→ **Exercise A**:
In the data entries, switch "spot" to "find" in every line starting with the line containing "Please spot the spruce" and going on through the end of the entries. Give those lines again with nothing else changed.

# Game Full, thanks: The Breaking of Gavar: A Wasted Lands campaign



## Kamard (Nov 26, 2002)

Go here for the campaign setting information. 

Hi there folks, I am starting up a play by post game in my newest campaign setting, the Wasted Lands.  I am looking for four to five players.

Recently, a number of influential people have gone missing around the city of Gavar, and the city has put a 100 gold piece reward for information leading to the recovery of these missing persons or the capture of their murderer/kidnapper.  Your characters, whether for gold or loyalty to their home city, or for simple fame, have agreed to band together (probably over drinks) and begin looking for information on one of the first people to vanish, the dwarven merchant Helmdos Even-Handed.

This campaign is relatively low magic and will be based a lot on political intrigue and the revealing of secrets, because thats what I like.  There will be plenty of room for combat, and development of your character outside the bounds of the adventures for the main plot.  You may find experience gain a bit slow after 3rd level or so, that is just because i find 3rd through 9th level play to be the most satisfying and challenging.  

You begin the game at 1st level.  All the other info you need to play is right there on the website.  If you are interested, please post a reply here mentioning said interest, and also e-mail me with a heads up, and your character.

Any questions, feel free to ask them.

We'll be playing on the In Character forum right here.  I will start a thread.  It might get a little buried at times, and I expect that each player will post at least once a day. 

Well, I definately hope I get some interest for this!

Kamard


----------



## Aust Meliamne (Nov 27, 2002)

I'm interested in playing.  sent you an email, too.  thinking of playing a rogue, not sure what race yet.


----------



## Rathan (Nov 27, 2002)

Count me in!!!

I've desided to play a fighter.....


----------



## Kamard (Nov 27, 2002)

So, that looks like two players. I hope I get character sheets soon.

I'm looking for two to four more.  Four is the minimum I will go for a party.


----------

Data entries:
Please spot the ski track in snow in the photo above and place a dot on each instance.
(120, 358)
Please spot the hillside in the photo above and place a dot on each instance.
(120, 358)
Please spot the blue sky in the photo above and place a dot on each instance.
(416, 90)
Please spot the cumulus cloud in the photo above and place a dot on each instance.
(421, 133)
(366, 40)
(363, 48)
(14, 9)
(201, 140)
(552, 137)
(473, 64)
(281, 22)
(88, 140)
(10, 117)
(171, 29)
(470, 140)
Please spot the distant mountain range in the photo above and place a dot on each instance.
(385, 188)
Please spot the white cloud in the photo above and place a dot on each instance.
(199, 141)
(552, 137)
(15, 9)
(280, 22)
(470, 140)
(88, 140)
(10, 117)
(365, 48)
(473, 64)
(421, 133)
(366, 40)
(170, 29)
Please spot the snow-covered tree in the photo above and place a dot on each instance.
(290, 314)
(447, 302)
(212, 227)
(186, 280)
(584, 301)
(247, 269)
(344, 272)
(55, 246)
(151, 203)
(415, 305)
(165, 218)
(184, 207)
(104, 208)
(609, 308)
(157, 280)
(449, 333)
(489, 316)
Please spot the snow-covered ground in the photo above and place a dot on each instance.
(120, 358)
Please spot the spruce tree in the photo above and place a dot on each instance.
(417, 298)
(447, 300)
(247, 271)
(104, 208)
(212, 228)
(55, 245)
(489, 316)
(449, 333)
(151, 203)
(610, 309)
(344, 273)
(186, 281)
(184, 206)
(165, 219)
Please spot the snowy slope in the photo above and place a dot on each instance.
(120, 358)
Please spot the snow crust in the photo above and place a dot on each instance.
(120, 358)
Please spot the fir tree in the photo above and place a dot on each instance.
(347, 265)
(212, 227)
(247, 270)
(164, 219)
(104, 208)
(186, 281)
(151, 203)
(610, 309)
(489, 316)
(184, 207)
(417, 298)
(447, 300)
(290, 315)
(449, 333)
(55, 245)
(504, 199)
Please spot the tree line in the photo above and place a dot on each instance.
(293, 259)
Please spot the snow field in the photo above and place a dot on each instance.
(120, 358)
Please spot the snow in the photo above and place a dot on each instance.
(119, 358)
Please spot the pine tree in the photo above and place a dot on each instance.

→ **Exercise B**:
Retype the part of the forum thread starting with "## Rathan (Nov" and going on through "character sheets soon.", without any changes.

→ **Final result A**:
Please find the spruce tree in the photo above and place a dot on each instance.
(417, 298)
(447, 300)
(247, 271)
(104, 208)
(212, 228)
(55, 245)
(489, 316)
(449, 333)
(151, 203)
(610, 309)
(344, 273)
(186, 281)
(184, 206)
(165, 219)
Please find the snowy slope in the photo above and place a dot on each instance.
(120, 358)
Please find the snow crust in the photo above and place a dot on each instance.
(120, 358)
Please find the fir tree in the photo above and place a dot on each instance.
(347, 265)
(212, 227)
(247, 270)
(164, 219)
(104, 208)
(186, 281)
(151, 203)
(610, 309)
(489, 316)
(184, 207)
(417, 298)
(447, 300)
(290, 315)
(449, 333)
(55, 245)
(504, 199)
Please find the tree line in the photo above and place a dot on each instance.
(293, 259)
Please find the snow field in the photo above and place a dot on each instance.
(120, 358)
Please find the snow in the photo above and place a dot on each instance.
(119, 358)
Please find the pine tree in the photo above and place a dot on each instance.

→ **Final result B**:
## Rathan (Nov 27, 2002)

Count me in!!!

I've desided to play a fighter.....


----------



## Kamard (Nov 27, 2002)

So, that looks like two players. I hope I get character sheets soon.